Document text

+++++

A practical guide to writing a website brief that protects both you and the studio — covering the seven elements every good brief needs before work can begin.

· Michael Nash


A good website brief includes seven elements: the project goal, the target audience, the tone and design direction, the list of pages, the content responsibilities, the deadline, and the budget. Cover all seven and a studio can scope, quote, and start work inside 24 hours. Leave any of them out and the project will stall somewhere between the first call and launch.

This is not bureaucracy for its own sake. A brief is the device that protects you from scope creep and protects the studio from building the wrong thing. It is the moment at which a vague idea becomes a specific project. Without it, both sides are building from assumptions rather than agreement — and assumptions are where timelines slip and budgets go.

What a Brief Is For

The purpose of a brief is not to tell us what to build. It is to create shared truth before work begins.

A good brief answers the question that sits behind every design decision: what is this site trying to do, for whom, and by when? When that question is answered in writing and agreed upon before the first design choice, every decision that follows has a reference point. When it is not, every decision becomes a negotiation.

+++++

Parts of the exercise
1 > Answer these questions using the guide on website briefs:
(a) How many elements does a good website brief include?
(b) If all of those elements are covered, how soon can a studio start work?
(c) Under "What a Brief Is For," what is the purpose of a brief?
2 > Resume the guide on website briefs, starting right after its final sentence.
The entries that follow the guide on website briefs come from a separate source.

(Dataset items)
+++++

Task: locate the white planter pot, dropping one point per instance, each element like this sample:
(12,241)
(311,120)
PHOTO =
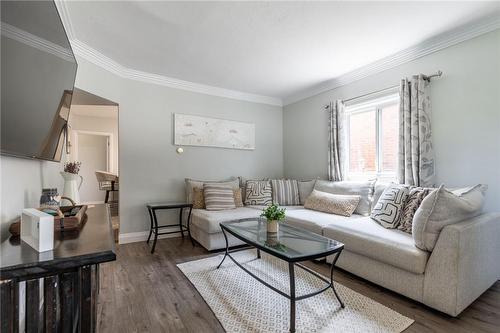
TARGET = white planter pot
(72,184)
(272,226)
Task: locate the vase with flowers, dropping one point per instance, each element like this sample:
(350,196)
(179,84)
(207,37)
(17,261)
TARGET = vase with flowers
(273,214)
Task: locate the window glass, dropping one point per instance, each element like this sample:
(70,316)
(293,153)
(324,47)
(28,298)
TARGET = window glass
(362,142)
(389,137)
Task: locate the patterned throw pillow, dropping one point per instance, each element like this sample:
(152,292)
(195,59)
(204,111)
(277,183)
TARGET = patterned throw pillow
(339,204)
(389,207)
(218,197)
(415,197)
(258,192)
(285,192)
(238,201)
(198,198)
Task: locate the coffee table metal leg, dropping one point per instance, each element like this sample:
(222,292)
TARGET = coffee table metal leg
(331,279)
(151,225)
(227,248)
(292,296)
(189,225)
(180,222)
(156,230)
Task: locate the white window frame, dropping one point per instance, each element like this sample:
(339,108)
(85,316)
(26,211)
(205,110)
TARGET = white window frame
(369,105)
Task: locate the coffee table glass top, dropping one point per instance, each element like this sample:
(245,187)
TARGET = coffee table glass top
(290,243)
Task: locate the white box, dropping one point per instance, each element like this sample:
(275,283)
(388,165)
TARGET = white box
(37,229)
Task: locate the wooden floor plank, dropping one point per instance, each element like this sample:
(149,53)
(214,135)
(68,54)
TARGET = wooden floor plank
(144,292)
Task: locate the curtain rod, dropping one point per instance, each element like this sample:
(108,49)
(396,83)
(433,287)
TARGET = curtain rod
(426,77)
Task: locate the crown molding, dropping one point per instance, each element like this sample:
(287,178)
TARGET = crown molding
(64,15)
(34,41)
(92,55)
(427,47)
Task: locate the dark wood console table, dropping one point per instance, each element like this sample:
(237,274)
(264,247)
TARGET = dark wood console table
(68,278)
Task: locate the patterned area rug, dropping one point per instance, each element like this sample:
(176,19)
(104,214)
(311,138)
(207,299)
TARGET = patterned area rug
(243,304)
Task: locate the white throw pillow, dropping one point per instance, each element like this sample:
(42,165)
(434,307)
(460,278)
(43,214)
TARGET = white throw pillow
(233,182)
(305,189)
(338,204)
(443,207)
(350,187)
(218,197)
(389,207)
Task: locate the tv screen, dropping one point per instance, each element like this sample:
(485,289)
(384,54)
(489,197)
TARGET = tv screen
(38,71)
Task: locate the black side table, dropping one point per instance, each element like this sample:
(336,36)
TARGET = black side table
(152,208)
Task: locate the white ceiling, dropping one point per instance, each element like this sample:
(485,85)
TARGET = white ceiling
(276,49)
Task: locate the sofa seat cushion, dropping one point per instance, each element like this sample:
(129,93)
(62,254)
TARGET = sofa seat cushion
(314,221)
(366,237)
(288,208)
(208,221)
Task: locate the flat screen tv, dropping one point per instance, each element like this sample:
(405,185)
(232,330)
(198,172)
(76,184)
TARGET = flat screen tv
(38,71)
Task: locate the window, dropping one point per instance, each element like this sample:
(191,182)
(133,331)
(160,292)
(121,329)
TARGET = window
(372,138)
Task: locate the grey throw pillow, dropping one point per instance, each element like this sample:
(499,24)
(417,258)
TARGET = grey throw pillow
(389,207)
(443,207)
(415,198)
(285,192)
(305,189)
(258,192)
(332,203)
(362,188)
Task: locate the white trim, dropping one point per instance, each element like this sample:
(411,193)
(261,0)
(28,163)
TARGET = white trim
(36,42)
(429,46)
(434,44)
(64,15)
(142,236)
(92,55)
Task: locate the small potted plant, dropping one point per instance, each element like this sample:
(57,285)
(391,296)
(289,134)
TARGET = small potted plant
(273,214)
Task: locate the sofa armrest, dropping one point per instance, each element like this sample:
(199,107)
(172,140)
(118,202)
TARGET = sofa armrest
(464,263)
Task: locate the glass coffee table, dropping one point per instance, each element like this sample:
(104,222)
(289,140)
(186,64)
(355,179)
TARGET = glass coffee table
(290,244)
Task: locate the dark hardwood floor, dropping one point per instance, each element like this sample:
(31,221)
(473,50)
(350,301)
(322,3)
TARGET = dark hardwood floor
(144,292)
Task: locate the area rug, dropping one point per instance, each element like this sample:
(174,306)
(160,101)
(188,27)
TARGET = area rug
(243,304)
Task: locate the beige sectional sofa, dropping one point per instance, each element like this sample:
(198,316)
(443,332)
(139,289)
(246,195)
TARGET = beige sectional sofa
(464,263)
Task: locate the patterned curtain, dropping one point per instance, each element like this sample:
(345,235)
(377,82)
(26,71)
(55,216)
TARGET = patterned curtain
(336,141)
(416,154)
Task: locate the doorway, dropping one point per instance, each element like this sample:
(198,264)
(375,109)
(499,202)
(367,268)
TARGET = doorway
(94,142)
(93,149)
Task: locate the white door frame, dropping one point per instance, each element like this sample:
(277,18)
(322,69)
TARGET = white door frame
(109,157)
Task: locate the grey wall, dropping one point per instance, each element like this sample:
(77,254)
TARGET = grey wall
(466,116)
(150,169)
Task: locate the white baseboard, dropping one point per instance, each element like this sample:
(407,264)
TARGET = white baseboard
(142,236)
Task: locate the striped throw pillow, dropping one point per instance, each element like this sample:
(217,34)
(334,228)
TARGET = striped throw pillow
(258,192)
(285,192)
(218,197)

+++++

Answers
1 >
(a) Seven.
(b) Within 24 hours.
(c) To create shared truth before work begins.

2 >
Scope creep — the phenomenon where a project quietly expands beyond what was agreed — almost always traces back to a brief that was missing something. A client who expected five pages when the studio quoted for three is not being difficult. There was just no document that said "three pages". A studio that builds a contact form when the client expected a booking calendar with deposit handling has not made a mistake. It built what the brief described. The brief was wrong.

A brief does not remove all ambiguity — projects evolve, and good studios handle that gracefully. But it sets a baseline. Changes to that baseline are visible, priceable, and agreed upon — not discovered on launch day.

What You Need to Know Before Writing One

You cannot write a useful brief without first knowing a few things about your own project. These are not things the studio can discover for you. They require decisions on your side first.

Your domain. What is the website for? A consultancy, a shop, a booking platform, a portfolio, a product launch? Each of these is a fundamentally different type of site with different structural requirements. Knowing which one you are building — or being honest that you are still deciding — matters before the brief is written.

Your audience. Who is the site for? Not in a marketing abstract sense, but specifically. Are they returning customers who know your brand? New visitors who need to be convinced? Professionals assessing your credentials? Each of these audiences arrives at the site with different questions and needs different things from the design. A site for existing customers prioritises account management and trust. A site for cold visitors prioritises persuasion and clarity.

One primary goal. What is the single most important thing the site needs to do? Take an enquiry. Sell a product. Demonstrate expertise. Get a booking. Most sites have one primary job, even if they do several things. Naming it forces useful clarity and prevents the site from trying to do too many things at once.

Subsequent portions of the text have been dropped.